** Start of Listing **

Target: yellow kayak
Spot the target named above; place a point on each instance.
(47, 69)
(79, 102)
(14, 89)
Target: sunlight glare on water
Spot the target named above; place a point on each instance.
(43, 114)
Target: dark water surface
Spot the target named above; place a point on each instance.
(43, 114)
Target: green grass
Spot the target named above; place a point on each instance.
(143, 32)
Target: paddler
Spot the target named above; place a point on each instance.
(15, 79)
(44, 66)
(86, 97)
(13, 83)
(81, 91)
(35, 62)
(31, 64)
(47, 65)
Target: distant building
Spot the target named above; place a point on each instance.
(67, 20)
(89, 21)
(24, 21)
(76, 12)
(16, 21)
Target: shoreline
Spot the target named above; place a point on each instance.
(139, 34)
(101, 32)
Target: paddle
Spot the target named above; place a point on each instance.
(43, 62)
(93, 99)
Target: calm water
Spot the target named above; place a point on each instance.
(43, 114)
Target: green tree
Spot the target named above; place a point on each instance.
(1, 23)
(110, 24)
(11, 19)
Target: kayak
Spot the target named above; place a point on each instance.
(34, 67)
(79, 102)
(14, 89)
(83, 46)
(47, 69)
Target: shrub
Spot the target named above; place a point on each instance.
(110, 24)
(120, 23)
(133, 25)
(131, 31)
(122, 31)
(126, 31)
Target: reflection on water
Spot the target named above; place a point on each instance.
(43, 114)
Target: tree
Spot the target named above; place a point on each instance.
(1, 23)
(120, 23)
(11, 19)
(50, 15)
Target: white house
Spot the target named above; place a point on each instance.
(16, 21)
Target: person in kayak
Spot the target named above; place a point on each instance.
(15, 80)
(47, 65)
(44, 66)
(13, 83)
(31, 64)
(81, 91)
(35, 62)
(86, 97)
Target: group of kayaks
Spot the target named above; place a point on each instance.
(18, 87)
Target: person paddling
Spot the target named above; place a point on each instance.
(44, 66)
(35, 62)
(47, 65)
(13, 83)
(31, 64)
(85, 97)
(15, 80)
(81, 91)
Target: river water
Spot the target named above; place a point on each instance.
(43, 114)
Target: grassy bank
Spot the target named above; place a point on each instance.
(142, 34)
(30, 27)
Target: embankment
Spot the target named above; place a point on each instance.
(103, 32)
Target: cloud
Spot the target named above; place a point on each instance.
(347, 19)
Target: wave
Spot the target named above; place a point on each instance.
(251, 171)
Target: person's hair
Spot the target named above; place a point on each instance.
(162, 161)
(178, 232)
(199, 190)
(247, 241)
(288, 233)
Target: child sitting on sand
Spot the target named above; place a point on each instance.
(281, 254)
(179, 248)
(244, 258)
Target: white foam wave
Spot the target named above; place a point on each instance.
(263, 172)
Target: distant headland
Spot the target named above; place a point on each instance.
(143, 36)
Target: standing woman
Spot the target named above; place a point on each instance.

** End of Listing **

Given task:
Your task is to print the whole listing again exactly.

Output for this task:
Target: yellow kayak
Spot the target named above; place a point on each instance.
(47, 69)
(79, 102)
(14, 89)
Target: sunlight glare on water
Spot the target named above; place a point on each instance.
(43, 114)
Target: dark water surface
Spot the target named above; place a point on each instance.
(43, 114)
Target: green grass
Spot the target named above; place a point on each instance.
(143, 32)
Target: paddler
Spot the target named above; place a point on each instance.
(15, 79)
(44, 66)
(86, 97)
(13, 83)
(81, 91)
(35, 62)
(31, 64)
(47, 65)
Target: distant building
Spot the target named above; place a point on each instance.
(67, 20)
(89, 21)
(24, 21)
(76, 12)
(16, 21)
Target: shoreline
Spot the target named above; place a point on each instance.
(139, 34)
(101, 32)
Target: paddle
Spot the target named above; place a point on each instance.
(43, 62)
(93, 99)
Target: calm water
Spot the target named above; place a point on each instance.
(43, 114)
Target: green tree
Spot the target named above; place a point on each instance.
(1, 23)
(110, 24)
(11, 19)
Target: kayak
Spot the target named above; place a point on each instance.
(34, 67)
(79, 102)
(14, 89)
(83, 46)
(47, 69)
Target: shrub
Spot the target named above; place a point on each instance.
(110, 24)
(120, 23)
(133, 25)
(131, 31)
(122, 31)
(126, 31)
Target: reflection on water
Spot the target named above; place a point on each instance.
(43, 114)
Target: tree
Spot the target named above; place a point on each instance.
(1, 23)
(120, 23)
(11, 19)
(50, 15)
Target: white house
Spot the target named above; place a point on each instance.
(16, 21)
Target: person in kayak
Spot the target named above; place a point on each instance.
(15, 80)
(47, 65)
(44, 66)
(13, 83)
(31, 64)
(81, 91)
(35, 62)
(86, 97)
Target: group of kayaks
Spot the target named above; place a point on each instance.
(18, 87)
Target: person paddling
Spot the target named above; place a point on each instance.
(44, 66)
(35, 62)
(47, 65)
(13, 83)
(31, 64)
(85, 97)
(15, 80)
(81, 91)
Target: river water
Spot the target named above; place a point on each instance.
(43, 114)
Target: grassy bank
Spot the target named above; place a point on each instance.
(142, 34)
(30, 27)
Target: embankment
Spot the target named above; place a point on each instance.
(103, 32)
Target: cloud
Spot the target named above; place a point on each instance.
(347, 19)
Target: wave
Spot the target named above; place a point on each instance.
(251, 171)
Target: person's hair
Spot the target named above; place a point on each instance.
(162, 161)
(178, 232)
(199, 190)
(247, 241)
(288, 233)
Target: child sitting on sand
Spot the target named above; place a point on each instance.
(281, 254)
(179, 248)
(244, 258)
Target: white foam wave
Spot the target named above; place a point on each instance.
(263, 172)
Target: distant headland
Spot the target named above; place a point on each instance.
(143, 36)
Target: standing woman
Spot the target named above; place a point on each instance.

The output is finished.